──────── INPUT FOR THIS TASK

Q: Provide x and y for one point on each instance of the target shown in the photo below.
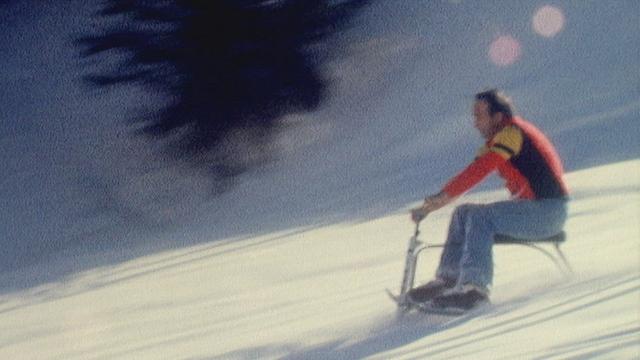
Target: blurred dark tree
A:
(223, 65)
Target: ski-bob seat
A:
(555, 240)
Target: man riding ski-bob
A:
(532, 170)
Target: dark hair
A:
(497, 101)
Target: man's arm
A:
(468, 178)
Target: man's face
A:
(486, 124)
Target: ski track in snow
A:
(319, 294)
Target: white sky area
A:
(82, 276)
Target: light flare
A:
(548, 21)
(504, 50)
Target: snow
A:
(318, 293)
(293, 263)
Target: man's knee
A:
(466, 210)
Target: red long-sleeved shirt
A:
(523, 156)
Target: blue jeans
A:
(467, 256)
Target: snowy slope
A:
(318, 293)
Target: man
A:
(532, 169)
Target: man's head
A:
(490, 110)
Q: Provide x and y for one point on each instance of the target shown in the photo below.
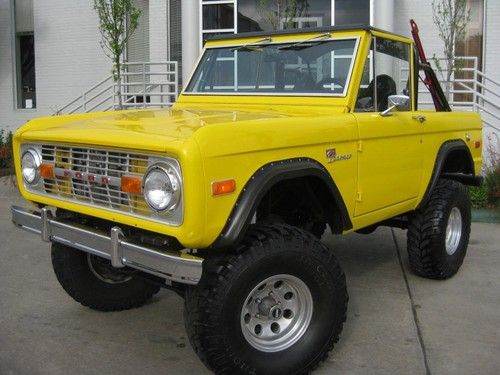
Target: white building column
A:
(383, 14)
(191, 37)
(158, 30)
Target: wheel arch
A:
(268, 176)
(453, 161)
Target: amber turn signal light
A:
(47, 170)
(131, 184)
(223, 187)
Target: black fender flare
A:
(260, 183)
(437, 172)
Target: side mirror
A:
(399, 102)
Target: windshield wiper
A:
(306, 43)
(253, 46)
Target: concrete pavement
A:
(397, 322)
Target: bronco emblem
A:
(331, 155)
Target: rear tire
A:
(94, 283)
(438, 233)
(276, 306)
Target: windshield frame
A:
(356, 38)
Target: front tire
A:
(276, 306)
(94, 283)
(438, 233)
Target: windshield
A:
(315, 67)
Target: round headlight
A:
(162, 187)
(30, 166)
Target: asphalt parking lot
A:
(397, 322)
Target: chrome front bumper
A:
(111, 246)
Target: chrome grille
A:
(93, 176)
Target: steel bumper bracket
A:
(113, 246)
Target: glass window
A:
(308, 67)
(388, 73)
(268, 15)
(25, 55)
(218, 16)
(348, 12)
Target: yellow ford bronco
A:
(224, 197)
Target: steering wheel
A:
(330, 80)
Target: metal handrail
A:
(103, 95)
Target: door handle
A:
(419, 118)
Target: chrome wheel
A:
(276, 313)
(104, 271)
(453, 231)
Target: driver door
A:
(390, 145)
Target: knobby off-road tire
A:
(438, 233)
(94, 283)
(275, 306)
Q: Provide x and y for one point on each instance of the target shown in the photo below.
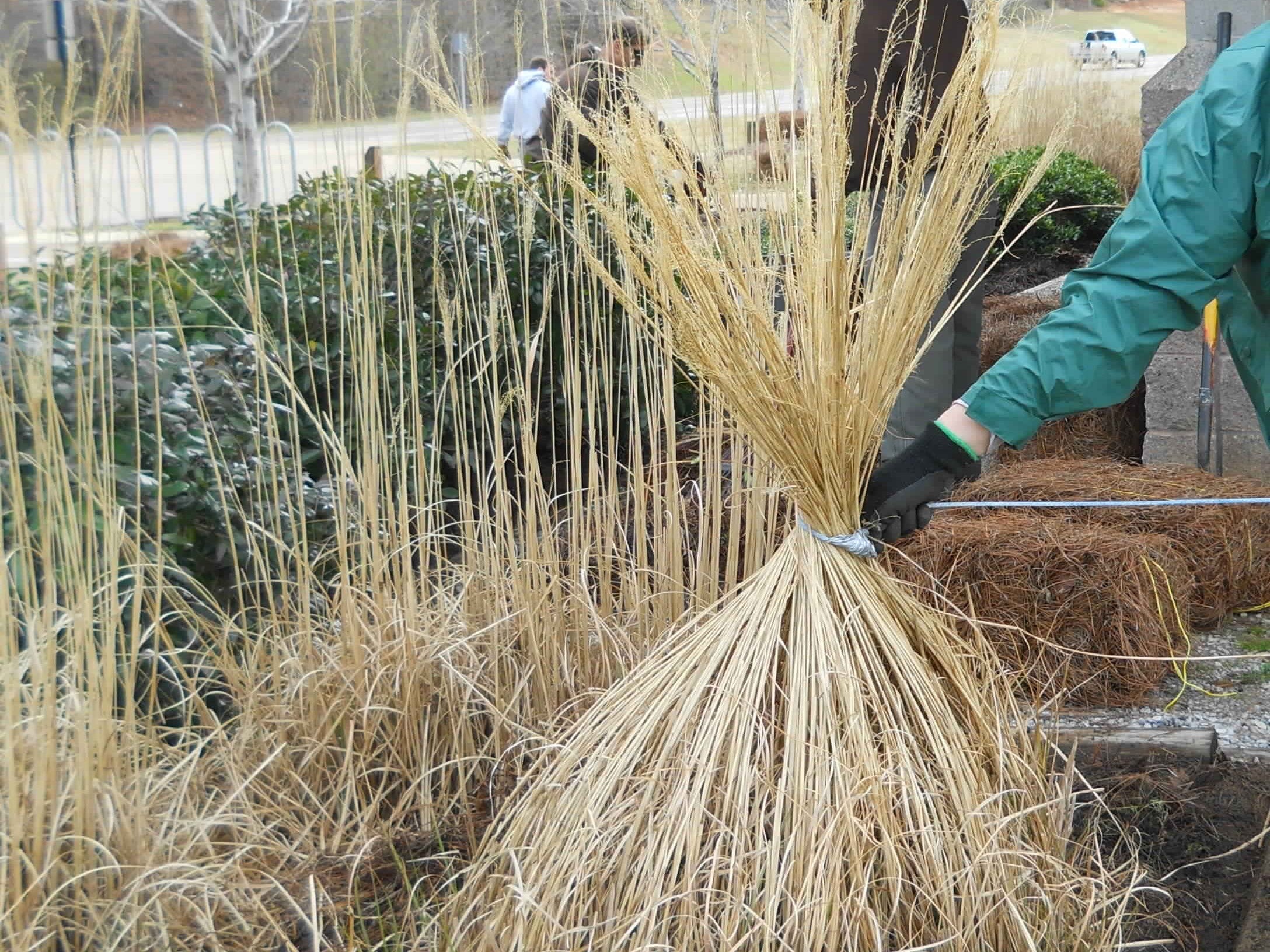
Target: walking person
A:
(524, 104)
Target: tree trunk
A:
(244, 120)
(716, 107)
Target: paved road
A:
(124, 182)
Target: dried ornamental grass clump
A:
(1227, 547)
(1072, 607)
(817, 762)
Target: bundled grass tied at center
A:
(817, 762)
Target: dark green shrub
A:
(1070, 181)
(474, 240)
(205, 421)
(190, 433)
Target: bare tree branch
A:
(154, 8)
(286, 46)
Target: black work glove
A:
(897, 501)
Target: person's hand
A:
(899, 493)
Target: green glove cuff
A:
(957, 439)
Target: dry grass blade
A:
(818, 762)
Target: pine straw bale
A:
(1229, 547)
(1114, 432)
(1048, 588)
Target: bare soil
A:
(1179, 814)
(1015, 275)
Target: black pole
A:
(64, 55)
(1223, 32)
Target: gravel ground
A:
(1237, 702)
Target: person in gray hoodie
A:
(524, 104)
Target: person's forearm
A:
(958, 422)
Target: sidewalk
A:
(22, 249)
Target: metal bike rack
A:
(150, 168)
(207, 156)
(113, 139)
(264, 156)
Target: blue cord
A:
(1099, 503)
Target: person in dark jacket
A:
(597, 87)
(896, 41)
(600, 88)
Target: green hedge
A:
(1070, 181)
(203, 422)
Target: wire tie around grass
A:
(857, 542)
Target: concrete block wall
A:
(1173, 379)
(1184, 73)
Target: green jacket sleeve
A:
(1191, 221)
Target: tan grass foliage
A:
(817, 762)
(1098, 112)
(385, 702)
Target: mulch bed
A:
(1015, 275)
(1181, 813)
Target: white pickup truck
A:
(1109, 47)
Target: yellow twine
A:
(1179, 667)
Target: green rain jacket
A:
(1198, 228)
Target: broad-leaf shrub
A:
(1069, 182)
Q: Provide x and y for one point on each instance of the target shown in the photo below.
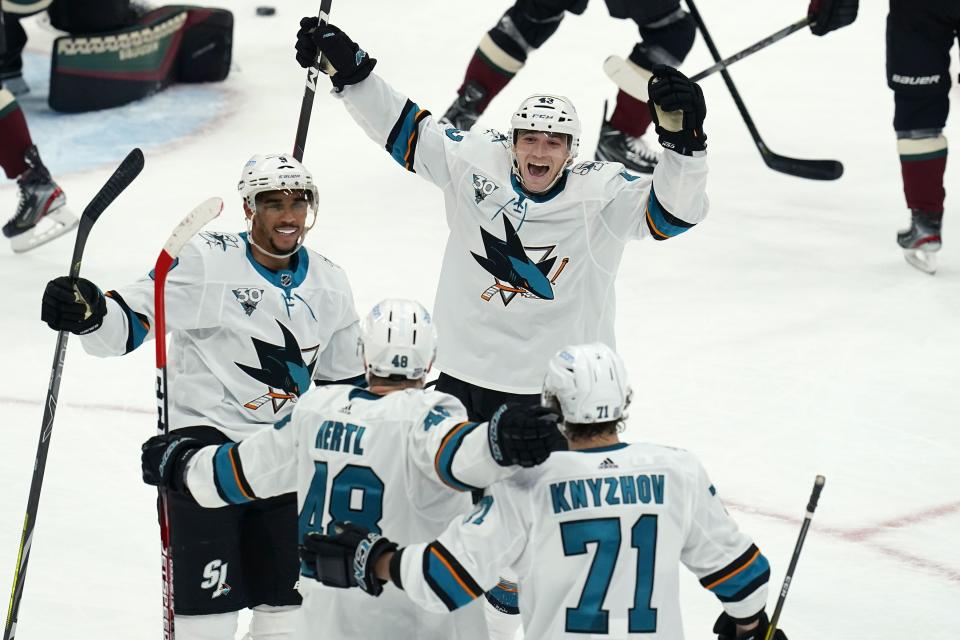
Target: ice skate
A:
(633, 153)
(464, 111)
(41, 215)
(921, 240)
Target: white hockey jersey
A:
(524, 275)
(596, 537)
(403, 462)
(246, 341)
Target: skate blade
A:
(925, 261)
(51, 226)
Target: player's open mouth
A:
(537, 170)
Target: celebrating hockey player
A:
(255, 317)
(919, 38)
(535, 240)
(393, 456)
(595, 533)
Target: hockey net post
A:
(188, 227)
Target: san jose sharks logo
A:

────────────────

*WHAT IS EXPECTED*: Return the listing above word for word, with the pictures removed.

*WORKED ANSWER*:
Q: Provide x and y for one point on each instance of the target shown in the photo below.
Target: blurred dark tree
A:
(223, 65)
Target: ski-bob seat
A:
(555, 240)
Target: man riding ski-bob
A:
(532, 170)
Target: dark hair
A:
(497, 101)
Target: man's arm
A:
(468, 178)
Target: man's face
A:
(486, 124)
Target: ski track in snow
A:
(319, 294)
Target: white sky area
A:
(82, 276)
Target: light flare
A:
(548, 21)
(504, 50)
Target: snow
A:
(318, 293)
(293, 263)
Target: man's knee
A:
(466, 210)
Target: red long-sleeved shirt
A:
(523, 156)
Target: blue jeans
A:
(467, 256)
Target: snowy slope
A:
(318, 293)
Target: man
A:
(532, 169)
Target: man's head
A:
(490, 110)
Q: Provide x and y for one point on each instance of the target shown in the photo below.
Target: white building column
A:
(383, 14)
(191, 37)
(158, 30)
Target: wheel arch
A:
(268, 176)
(453, 161)
Target: amber turn signal light
A:
(47, 170)
(131, 184)
(223, 187)
Target: black fender flare
A:
(260, 183)
(437, 172)
Target: side mirror
A:
(399, 102)
Target: windshield wiper
A:
(306, 43)
(253, 46)
Target: concrete pavement
A:
(397, 322)
Target: bronco emblem
A:
(331, 155)
Target: rear tire
A:
(94, 283)
(438, 233)
(276, 306)
Target: windshield frame
A:
(356, 38)
Target: front tire
A:
(276, 306)
(94, 283)
(438, 233)
Target: windshield
A:
(315, 67)
Target: round headlight
A:
(162, 187)
(30, 166)
Target: asphalt parking lot
A:
(397, 322)
Target: chrome front bumper
A:
(111, 246)
Target: chrome grille
A:
(93, 176)
Target: steel bumper bracket
A:
(113, 246)
Target: glass window
A:
(308, 67)
(388, 73)
(268, 15)
(25, 55)
(218, 16)
(348, 12)
Target: yellow ford bronco
A:
(224, 197)
Target: steering wheel
A:
(330, 80)
Target: metal handrail
A:
(103, 95)
Target: door handle
A:
(419, 118)
Target: chrome wheel
A:
(276, 313)
(104, 271)
(453, 231)
Target: driver door
A:
(390, 145)
Target: knobby off-road tire
A:
(438, 233)
(94, 283)
(275, 306)
Q: Provide x and y for one point on each instance of the target shown in the photo below.
Target: walking person
A:
(524, 104)
Target: tree trunk
A:
(244, 120)
(716, 107)
Target: paved road
A:
(124, 182)
Target: dried ornamental grass clump
A:
(1227, 547)
(1072, 607)
(817, 762)
Target: bundled grass tied at center
A:
(817, 762)
Target: dark green shrub
A:
(1070, 181)
(474, 240)
(205, 421)
(190, 433)
Target: bare tree branch
A:
(154, 8)
(286, 46)
Target: black work glove
A:
(897, 501)
Target: person's hand
A:
(899, 493)
Target: green glove cuff
A:
(957, 439)
Target: dry grass blade
A:
(818, 762)
Target: pine straw bale
A:
(1229, 547)
(1114, 432)
(1048, 588)
Target: bare soil
A:
(1179, 814)
(1015, 275)
Target: black pole
A:
(64, 55)
(1223, 32)
Target: gravel ground
A:
(1237, 702)
Target: person in gray hoodie
A:
(524, 104)
Target: person's forearm
A:
(958, 422)
Target: sidewalk
A:
(22, 249)
Target: metal bike rack
A:
(150, 168)
(207, 156)
(113, 139)
(264, 156)
Target: blue cord
A:
(1099, 503)
Target: person in dark jacket
A:
(597, 87)
(896, 41)
(600, 88)
Target: green hedge
A:
(1070, 181)
(203, 422)
Target: wire tie around grass
A:
(857, 542)
Target: concrete block wall
A:
(1173, 379)
(1184, 73)
Target: green jacket sleeve
A:
(1191, 221)
Target: tan grass foliage
A:
(817, 762)
(1098, 112)
(385, 702)
Target: mulch bed
A:
(1015, 275)
(1181, 813)
Target: white pickup truck
A:
(1109, 47)
Target: yellow twine
A:
(1179, 667)
Target: green rain jacket
A:
(1198, 228)
Target: broad-leaf shrub
A:
(1069, 182)
Q: Provide x and y for one point on each instance of the target shown in the photo below.
Target: ice skate
A:
(633, 153)
(464, 111)
(41, 215)
(921, 240)
Target: white hockey jersey
A:
(524, 275)
(596, 537)
(403, 462)
(246, 341)
Target: skate blade
A:
(925, 261)
(51, 226)
Target: player's open mouth
A:
(537, 170)
Target: celebrating hockey player
A:
(255, 317)
(919, 38)
(535, 240)
(393, 456)
(595, 533)
Target: hockey net post
A:
(188, 227)
Target: san jose sharks logo
A:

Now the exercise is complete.